Boundary annotation records
§

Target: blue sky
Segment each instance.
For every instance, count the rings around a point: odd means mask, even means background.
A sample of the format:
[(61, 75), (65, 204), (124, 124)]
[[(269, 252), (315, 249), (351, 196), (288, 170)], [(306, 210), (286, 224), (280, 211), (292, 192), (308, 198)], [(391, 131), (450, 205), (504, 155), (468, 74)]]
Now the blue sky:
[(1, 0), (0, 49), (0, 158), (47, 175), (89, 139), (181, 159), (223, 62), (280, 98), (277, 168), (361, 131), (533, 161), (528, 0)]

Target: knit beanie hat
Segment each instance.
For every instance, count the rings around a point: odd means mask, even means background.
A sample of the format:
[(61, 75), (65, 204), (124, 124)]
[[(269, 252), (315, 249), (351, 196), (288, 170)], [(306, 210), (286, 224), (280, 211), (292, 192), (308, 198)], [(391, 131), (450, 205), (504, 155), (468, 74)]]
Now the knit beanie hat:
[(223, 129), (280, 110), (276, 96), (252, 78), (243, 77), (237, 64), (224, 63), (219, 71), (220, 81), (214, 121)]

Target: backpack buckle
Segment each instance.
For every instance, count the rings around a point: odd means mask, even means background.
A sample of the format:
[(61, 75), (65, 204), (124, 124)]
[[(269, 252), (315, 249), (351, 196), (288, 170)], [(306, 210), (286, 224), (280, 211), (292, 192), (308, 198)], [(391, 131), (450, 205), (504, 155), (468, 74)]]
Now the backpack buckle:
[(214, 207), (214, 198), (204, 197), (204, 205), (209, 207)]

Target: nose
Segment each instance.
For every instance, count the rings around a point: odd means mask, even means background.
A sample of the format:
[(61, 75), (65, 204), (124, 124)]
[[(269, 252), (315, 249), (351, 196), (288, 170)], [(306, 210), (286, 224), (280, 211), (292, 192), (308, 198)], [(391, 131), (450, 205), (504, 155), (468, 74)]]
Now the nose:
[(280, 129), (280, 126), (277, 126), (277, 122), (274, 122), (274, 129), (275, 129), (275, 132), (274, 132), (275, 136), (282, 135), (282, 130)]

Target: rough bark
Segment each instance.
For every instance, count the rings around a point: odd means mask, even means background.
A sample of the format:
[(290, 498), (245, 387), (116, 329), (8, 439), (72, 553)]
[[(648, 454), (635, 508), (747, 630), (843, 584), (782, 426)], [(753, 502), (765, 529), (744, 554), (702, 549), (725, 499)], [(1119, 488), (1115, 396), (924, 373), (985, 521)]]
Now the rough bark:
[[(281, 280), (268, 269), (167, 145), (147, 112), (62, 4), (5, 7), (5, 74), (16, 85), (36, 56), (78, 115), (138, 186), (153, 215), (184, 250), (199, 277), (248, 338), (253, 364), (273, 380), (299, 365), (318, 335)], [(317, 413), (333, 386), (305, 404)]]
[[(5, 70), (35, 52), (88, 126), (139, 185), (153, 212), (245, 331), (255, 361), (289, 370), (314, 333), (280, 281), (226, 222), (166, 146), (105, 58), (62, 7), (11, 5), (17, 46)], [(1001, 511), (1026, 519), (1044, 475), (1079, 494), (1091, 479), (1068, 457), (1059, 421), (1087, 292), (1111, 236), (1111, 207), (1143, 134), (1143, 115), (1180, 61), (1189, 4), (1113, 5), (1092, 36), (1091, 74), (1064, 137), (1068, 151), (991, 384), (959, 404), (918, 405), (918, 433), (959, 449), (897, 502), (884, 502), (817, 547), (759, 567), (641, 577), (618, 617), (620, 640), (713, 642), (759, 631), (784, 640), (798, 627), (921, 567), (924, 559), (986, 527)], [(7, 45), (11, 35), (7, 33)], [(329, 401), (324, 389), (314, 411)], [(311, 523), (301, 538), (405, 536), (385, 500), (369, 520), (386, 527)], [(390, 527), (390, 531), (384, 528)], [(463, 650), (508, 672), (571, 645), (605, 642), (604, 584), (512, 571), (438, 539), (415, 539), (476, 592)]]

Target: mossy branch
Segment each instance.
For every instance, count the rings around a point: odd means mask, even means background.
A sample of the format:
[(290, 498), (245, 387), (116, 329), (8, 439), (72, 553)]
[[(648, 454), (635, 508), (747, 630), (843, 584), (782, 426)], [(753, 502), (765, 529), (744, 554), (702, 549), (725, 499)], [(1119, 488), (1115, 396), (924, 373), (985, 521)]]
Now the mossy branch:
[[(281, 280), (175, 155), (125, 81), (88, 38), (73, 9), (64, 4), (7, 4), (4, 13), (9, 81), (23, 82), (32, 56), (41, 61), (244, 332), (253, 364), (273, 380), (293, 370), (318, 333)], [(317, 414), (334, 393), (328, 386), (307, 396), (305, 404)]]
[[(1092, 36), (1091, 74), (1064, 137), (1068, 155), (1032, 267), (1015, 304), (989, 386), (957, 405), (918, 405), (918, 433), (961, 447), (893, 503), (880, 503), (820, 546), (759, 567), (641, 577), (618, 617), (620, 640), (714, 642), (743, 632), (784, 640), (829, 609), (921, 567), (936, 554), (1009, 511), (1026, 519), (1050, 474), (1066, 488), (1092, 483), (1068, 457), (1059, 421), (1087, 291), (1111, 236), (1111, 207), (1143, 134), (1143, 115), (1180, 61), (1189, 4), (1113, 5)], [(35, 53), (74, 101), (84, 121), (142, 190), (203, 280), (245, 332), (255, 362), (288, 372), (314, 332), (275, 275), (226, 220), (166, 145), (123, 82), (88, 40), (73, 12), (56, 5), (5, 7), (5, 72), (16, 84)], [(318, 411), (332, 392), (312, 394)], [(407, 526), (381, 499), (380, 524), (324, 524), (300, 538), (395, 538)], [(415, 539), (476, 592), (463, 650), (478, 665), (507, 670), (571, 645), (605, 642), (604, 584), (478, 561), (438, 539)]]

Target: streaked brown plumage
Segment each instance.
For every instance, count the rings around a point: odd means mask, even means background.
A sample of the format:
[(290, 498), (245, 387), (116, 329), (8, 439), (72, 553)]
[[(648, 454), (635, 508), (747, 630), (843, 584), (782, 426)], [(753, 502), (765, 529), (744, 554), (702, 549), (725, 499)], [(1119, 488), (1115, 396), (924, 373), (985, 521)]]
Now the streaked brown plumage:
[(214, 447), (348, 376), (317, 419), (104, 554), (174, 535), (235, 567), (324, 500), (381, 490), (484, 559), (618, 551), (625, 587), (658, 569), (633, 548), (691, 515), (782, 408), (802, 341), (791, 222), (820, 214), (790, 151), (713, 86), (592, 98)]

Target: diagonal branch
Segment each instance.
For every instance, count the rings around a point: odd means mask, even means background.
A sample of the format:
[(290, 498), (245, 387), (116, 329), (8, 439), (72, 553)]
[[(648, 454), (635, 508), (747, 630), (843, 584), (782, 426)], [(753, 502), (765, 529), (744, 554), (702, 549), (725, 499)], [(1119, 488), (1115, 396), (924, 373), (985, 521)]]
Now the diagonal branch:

§

**Given instruction:**
Can you rewrite the whole listing, swapping every "Segment each instance" for "Outline each instance" and changing nothing else?

**Expected answer:**
Target: blue sky
Outline each instance.
For every instance, count the rings around a point: odd means mask, even means background.
A sample of the format:
[(61, 75), (65, 204), (124, 124)]
[[(269, 252), (315, 249), (351, 196), (288, 170)], [(306, 210), (286, 224), (280, 211), (292, 192), (308, 198)], [(391, 131), (450, 205), (504, 155), (468, 74)]]
Now the blue sky:
[(1, 0), (0, 49), (0, 158), (47, 175), (89, 139), (181, 159), (223, 62), (280, 98), (277, 168), (361, 131), (533, 161), (528, 0)]

Target: knit beanie hat
Outline each instance.
For every instance, count the rings around a point: odd means mask, even means background.
A sample of the format:
[(61, 75), (65, 204), (124, 124)]
[[(269, 252), (315, 249), (351, 196), (288, 170)], [(306, 210), (286, 224), (280, 211), (292, 192), (308, 198)], [(391, 131), (450, 205), (504, 155), (468, 74)]]
Now the knit beanie hat:
[(223, 129), (280, 110), (276, 96), (252, 78), (243, 77), (237, 64), (224, 63), (219, 71), (220, 81), (214, 121)]

Target: backpack buckle
Outline each instance.
For every instance, count the rings around a point: odd means mask, even means background.
A sample of the format:
[(61, 75), (65, 204), (124, 124)]
[[(269, 252), (315, 249), (351, 196), (288, 170)], [(306, 210), (286, 224), (280, 211), (292, 192), (308, 198)], [(391, 131), (450, 205), (504, 155), (468, 74)]]
Now the backpack buckle:
[(214, 207), (214, 198), (204, 197), (204, 205), (209, 207)]

Target: nose
Outline each instance.
For every instance, count the rings around a point: odd means mask, even means background.
A sample of the format:
[(61, 75), (65, 204), (124, 124)]
[[(269, 252), (315, 249), (351, 196), (288, 170)], [(306, 210), (286, 224), (280, 211), (292, 192), (308, 198)], [(391, 131), (450, 205), (504, 155), (468, 74)]]
Now the nose:
[(280, 129), (280, 126), (277, 126), (277, 122), (274, 122), (274, 129), (275, 129), (275, 132), (274, 132), (275, 136), (282, 135), (282, 130)]

Target: rough bark
Outline each instance.
For every instance, count the rings around a point: odd means mask, even means background.
A sample of the format:
[(290, 498), (245, 387), (116, 329), (8, 439), (72, 553)]
[[(648, 454), (635, 508), (747, 630), (843, 584), (782, 426)], [(753, 502), (765, 529), (744, 554), (702, 549), (725, 499)], [(1119, 488), (1115, 396), (924, 373), (985, 521)]]
Now the rough bark:
[[(281, 280), (268, 269), (167, 145), (147, 112), (62, 4), (5, 7), (5, 74), (16, 85), (36, 56), (78, 115), (138, 186), (153, 215), (184, 250), (199, 277), (248, 338), (253, 364), (273, 380), (299, 365), (318, 335)], [(317, 413), (333, 386), (305, 404)]]
[[(5, 70), (35, 52), (88, 126), (139, 185), (153, 212), (245, 331), (255, 361), (289, 370), (314, 333), (280, 281), (226, 222), (166, 146), (105, 58), (62, 7), (11, 5), (17, 46)], [(1001, 511), (1026, 519), (1044, 475), (1079, 494), (1091, 479), (1068, 457), (1059, 421), (1087, 292), (1111, 236), (1111, 207), (1143, 134), (1143, 115), (1180, 61), (1189, 4), (1113, 5), (1092, 36), (1091, 74), (1064, 137), (1068, 151), (991, 384), (959, 404), (918, 405), (918, 433), (959, 449), (897, 502), (884, 502), (817, 547), (759, 567), (641, 577), (618, 617), (620, 640), (713, 642), (759, 631), (784, 640), (798, 627), (921, 567), (924, 559), (986, 527)], [(7, 45), (11, 35), (7, 33)], [(329, 401), (324, 389), (314, 411)], [(311, 523), (301, 538), (405, 536), (385, 500), (369, 520), (386, 527)], [(390, 527), (390, 531), (384, 528)], [(463, 650), (508, 672), (571, 645), (605, 642), (604, 584), (512, 571), (438, 539), (415, 539), (476, 592)]]

Target: mossy branch
Outline each instance.
For every instance, count the rings around a point: odd means mask, even means background.
A sample of the format:
[(290, 498), (245, 387), (116, 329), (8, 439), (72, 553)]
[[(648, 454), (635, 508), (747, 630), (843, 584), (782, 426)], [(753, 502), (765, 529), (744, 554), (702, 549), (725, 499)], [(1119, 488), (1115, 396), (924, 373), (985, 521)]]
Now the mossy branch:
[[(281, 280), (175, 155), (125, 81), (88, 38), (73, 9), (64, 4), (7, 4), (4, 13), (9, 81), (23, 82), (32, 56), (41, 61), (244, 332), (253, 364), (273, 380), (293, 370), (318, 333)], [(317, 414), (334, 393), (328, 386), (307, 396), (305, 404)]]
[[(1092, 36), (1091, 74), (1064, 137), (1068, 155), (1032, 267), (1015, 304), (989, 386), (957, 405), (918, 405), (918, 433), (961, 447), (893, 503), (880, 503), (820, 546), (759, 567), (641, 577), (618, 617), (620, 640), (714, 642), (743, 632), (784, 640), (829, 609), (921, 567), (936, 554), (1009, 511), (1026, 519), (1050, 474), (1066, 488), (1092, 483), (1068, 457), (1059, 421), (1087, 291), (1111, 236), (1111, 207), (1143, 134), (1143, 115), (1180, 61), (1189, 4), (1113, 5)], [(35, 53), (74, 101), (84, 121), (142, 190), (203, 280), (245, 332), (255, 362), (288, 372), (314, 332), (275, 275), (226, 220), (166, 145), (123, 82), (88, 40), (73, 12), (56, 5), (5, 7), (5, 72), (16, 84)], [(318, 411), (332, 392), (312, 394)], [(407, 526), (381, 499), (380, 524), (324, 524), (300, 538), (395, 538)], [(415, 539), (476, 592), (463, 650), (478, 665), (507, 670), (571, 645), (605, 642), (604, 584), (478, 561), (438, 539)]]

Target: streaked brown plumage
Outline each instance.
For every instance, count the rings around a point: odd means mask, even means background.
A sample of the format:
[(290, 498), (245, 387), (116, 329), (8, 439), (72, 553)]
[[(648, 454), (635, 508), (747, 630), (843, 584), (782, 426)], [(753, 502), (765, 529), (744, 554), (702, 549), (725, 499)], [(1119, 488), (1115, 396), (924, 373), (985, 521)]]
Now the streaked brown plumage:
[(214, 447), (348, 376), (317, 419), (104, 554), (174, 535), (235, 567), (324, 500), (381, 490), (484, 559), (618, 551), (625, 587), (658, 569), (633, 548), (691, 515), (782, 408), (802, 341), (791, 222), (820, 214), (790, 151), (713, 86), (592, 98)]

Target: diagonal branch
Outline each instance.
For every instance, count the rings around a point: odd means mask, even means background.
A sample of the format:
[(290, 498), (245, 387), (116, 329), (8, 439), (72, 553)]
[[(648, 454), (635, 508), (747, 630), (843, 584), (782, 426)], [(753, 502), (765, 529), (744, 554), (702, 549), (725, 499)], [(1119, 488), (1115, 396), (924, 373), (985, 521)]]
Now the diagonal branch:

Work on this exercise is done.